**Text shown:**
Chelsea Wolfe

Personal information
- Born: May 5, 1993 (age 33)
- Home town: Lake Park, Florida, United States
- Education: University of Central Florida

Sport
- Sport: Freestyle BMX

= Chelsea Wolfe (BMX cyclist) =

American freestyle BMX cyclist (born 1993)

Chelsea Wolfe (born May 5, 1993) is an American freestyle BMX cyclist. She was an alternate for the women's BMX freestyle team representing the United States at the 2020 Summer Olympics, making her the first openly transgender sportsperson to qualify for the Olympics for the United States.

==Early life and education==
Chelsea Wolfe is from Lake Park, Florida, and was raised in a family of BMX riders. She began riding the bike when she was six years old. Her family traveled across Florida in a recreational vehicle for her to compete across the state. She came out as a trans girl to her mother at 17 years old. She attended Inlet Grove Community High School and the University of Central Florida.

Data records
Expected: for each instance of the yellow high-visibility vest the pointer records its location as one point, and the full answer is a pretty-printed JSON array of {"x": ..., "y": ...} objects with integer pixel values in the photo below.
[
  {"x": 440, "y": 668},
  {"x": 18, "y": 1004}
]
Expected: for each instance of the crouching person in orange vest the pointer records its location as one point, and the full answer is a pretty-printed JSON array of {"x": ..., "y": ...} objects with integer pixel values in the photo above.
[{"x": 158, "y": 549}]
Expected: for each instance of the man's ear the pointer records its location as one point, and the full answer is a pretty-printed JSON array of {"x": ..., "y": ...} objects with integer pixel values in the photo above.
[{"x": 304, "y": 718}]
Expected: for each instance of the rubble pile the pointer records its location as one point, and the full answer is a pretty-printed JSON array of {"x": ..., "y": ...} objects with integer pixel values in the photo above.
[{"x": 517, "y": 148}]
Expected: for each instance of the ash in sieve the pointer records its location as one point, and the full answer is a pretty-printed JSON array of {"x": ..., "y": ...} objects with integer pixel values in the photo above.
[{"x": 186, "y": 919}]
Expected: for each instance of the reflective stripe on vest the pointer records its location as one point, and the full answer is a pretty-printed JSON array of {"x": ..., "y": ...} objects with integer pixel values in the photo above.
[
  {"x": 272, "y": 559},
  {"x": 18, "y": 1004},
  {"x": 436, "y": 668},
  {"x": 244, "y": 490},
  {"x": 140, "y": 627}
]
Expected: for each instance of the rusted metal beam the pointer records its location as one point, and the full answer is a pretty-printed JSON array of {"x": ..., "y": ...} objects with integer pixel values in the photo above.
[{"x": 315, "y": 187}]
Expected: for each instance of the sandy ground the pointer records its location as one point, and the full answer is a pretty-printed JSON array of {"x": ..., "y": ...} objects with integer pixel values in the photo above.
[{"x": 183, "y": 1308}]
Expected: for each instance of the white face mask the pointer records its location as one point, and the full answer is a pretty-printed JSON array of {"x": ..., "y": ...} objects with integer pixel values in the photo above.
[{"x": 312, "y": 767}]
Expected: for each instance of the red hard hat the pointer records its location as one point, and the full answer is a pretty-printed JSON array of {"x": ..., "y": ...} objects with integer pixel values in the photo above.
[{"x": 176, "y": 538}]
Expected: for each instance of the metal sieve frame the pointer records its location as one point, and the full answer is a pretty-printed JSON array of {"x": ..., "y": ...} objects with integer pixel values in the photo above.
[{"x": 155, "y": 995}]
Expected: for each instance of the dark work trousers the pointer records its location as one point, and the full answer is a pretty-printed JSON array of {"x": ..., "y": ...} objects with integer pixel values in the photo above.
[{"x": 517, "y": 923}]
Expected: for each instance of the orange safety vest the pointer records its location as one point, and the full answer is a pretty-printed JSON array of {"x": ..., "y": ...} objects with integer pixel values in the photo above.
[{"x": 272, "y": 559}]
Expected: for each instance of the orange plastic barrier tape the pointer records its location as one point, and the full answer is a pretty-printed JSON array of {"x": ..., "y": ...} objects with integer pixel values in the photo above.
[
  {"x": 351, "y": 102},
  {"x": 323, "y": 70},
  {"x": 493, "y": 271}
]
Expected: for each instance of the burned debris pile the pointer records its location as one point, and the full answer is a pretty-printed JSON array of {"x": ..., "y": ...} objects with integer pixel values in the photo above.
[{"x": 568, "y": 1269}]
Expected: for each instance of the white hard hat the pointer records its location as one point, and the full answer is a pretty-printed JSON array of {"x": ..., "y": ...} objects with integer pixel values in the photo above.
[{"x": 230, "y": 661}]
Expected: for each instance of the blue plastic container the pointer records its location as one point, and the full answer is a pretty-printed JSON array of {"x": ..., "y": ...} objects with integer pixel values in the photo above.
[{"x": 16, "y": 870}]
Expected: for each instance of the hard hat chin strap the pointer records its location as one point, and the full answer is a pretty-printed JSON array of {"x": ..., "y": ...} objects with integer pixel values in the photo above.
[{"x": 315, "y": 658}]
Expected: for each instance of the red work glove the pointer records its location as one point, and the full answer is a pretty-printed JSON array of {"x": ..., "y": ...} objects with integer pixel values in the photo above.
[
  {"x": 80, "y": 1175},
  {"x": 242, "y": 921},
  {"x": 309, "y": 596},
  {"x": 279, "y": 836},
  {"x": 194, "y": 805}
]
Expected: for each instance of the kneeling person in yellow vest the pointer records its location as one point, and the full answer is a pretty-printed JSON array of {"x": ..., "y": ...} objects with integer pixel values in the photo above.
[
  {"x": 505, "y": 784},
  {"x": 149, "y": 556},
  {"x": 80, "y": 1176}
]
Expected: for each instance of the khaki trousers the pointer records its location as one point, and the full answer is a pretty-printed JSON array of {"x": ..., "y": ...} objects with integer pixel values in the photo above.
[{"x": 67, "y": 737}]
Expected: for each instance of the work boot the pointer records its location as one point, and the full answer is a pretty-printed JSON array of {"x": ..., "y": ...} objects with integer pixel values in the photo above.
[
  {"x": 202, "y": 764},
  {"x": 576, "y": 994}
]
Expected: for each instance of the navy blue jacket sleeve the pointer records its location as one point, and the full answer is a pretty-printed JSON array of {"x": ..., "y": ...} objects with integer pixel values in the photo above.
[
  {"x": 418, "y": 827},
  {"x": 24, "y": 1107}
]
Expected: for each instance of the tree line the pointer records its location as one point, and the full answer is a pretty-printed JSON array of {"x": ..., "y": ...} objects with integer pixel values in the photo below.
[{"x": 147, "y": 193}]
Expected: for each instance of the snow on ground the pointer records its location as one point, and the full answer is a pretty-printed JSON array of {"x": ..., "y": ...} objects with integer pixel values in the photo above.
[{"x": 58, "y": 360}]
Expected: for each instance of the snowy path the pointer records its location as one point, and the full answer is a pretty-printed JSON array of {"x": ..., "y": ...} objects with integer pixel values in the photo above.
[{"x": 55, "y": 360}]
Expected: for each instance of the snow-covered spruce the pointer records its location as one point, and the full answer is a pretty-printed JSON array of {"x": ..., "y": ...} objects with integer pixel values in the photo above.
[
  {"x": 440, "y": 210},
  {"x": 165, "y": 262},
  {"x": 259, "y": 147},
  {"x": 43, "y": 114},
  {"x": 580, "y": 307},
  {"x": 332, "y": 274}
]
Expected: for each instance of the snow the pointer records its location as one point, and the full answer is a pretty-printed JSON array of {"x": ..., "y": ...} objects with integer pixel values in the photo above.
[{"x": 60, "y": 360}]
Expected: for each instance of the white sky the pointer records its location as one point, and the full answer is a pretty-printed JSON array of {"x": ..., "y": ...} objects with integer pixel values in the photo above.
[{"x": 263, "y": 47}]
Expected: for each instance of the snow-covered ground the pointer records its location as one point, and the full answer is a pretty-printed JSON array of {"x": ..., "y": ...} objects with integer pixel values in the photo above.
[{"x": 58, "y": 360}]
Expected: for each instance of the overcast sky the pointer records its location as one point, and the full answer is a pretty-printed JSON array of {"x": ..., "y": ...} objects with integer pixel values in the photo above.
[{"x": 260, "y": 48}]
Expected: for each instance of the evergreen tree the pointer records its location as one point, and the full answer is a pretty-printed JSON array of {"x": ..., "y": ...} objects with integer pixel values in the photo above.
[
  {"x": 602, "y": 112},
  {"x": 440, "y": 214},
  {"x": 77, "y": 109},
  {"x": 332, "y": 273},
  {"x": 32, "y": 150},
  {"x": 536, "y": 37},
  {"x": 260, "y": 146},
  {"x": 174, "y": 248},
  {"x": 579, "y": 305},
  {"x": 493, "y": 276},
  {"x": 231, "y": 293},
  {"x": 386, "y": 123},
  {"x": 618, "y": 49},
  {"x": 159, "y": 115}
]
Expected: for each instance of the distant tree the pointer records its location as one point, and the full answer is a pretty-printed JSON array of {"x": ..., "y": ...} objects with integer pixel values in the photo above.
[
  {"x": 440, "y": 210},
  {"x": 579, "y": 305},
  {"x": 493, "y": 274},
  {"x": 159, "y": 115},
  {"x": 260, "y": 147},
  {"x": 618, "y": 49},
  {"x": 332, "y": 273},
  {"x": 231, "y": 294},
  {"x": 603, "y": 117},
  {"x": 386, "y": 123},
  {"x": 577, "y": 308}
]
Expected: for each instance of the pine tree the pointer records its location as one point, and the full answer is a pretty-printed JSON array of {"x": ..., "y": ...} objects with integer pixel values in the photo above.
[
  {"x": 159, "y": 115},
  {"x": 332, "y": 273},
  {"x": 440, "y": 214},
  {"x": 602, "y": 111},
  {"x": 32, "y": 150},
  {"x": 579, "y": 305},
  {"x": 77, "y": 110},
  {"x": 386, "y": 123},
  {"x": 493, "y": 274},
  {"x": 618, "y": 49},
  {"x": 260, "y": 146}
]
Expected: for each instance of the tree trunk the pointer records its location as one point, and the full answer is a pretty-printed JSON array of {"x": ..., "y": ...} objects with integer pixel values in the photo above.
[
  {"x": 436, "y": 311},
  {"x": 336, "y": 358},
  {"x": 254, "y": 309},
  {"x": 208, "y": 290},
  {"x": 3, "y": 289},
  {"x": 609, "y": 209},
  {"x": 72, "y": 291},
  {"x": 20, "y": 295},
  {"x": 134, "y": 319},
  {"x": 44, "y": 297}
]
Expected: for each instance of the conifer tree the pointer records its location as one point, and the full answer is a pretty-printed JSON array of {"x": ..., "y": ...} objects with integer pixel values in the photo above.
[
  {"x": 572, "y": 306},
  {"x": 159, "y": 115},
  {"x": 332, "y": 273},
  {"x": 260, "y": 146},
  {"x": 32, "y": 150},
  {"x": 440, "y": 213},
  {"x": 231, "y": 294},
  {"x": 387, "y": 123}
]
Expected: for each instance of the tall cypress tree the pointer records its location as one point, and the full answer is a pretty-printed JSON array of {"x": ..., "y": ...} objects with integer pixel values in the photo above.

**Tasks and exercises:**
A: According to the Chelsea Wolfe biography, why did her family travel across Florida in a recreational vehicle? Answer in one to three sentences.
B: Rewrite the Chelsea Wolfe biography between "- Home town: Lake" and "cyclist (born 1993)", inclusive, with "Lake Park" changed to "Jupiter".
C: Continue the Chelsea Wolfe biography from its last sentence.
The rows aren't needed here.

**Responses by item number:**
A: Her family traveled across Florida in a recreational vehicle so that she could compete across the state.

B:
- Home town: Jupiter, Florida, United States
- Education: University of Central Florida

Sport
- Sport: Freestyle BMX

= Chelsea Wolfe (BMX cyclist) =

American freestyle BMX cyclist (born 1993)

C:
==Career==
Wolfe had already undergone gender transition when she began competing as an amateur in 2014. She began traveling across the United States to compete in 2016 after it was announced that freestyle BMX would be included in the 2020 Summer Olympics. She placed fifth at the UCI BMX World Championships in 2021, earning her a spot as an alternate in the 2020 Summer Olympics, making her the first openly transgender sportsperson to qualify for the Olympics for the United States.

In 2023, Wolfe was scheduled to compete at the UCI BMX World Championships again in Scotland, which, if she had won the world title, would have qualified her to represent the United States at the 2024 Summer Olympics. However, she was unable to compete due to the Union Cycliste Internationale implementing a new rule banning transgender women from participation in the women's category. The decision effectively ended her competitive BMX freestyle career and stopped her from receiving money from competitions. The United States Olympic & Paralympic Committee was supportive of her and provided her with a therapist, which she said she would not have been able to afford otherwise. After the UCI ended her BMX career, she was placed on suicide watch.

==Personal life==
Due to her gender identity, Wolfe has faced transphobic hatred at competitions and has lost contact with some members of her family. Wolfe is autistic. Wolfe volunteered for Jack the Bike Man, an organization based in Florida that refurbishes bicycles in order to donate them to marginalized groups.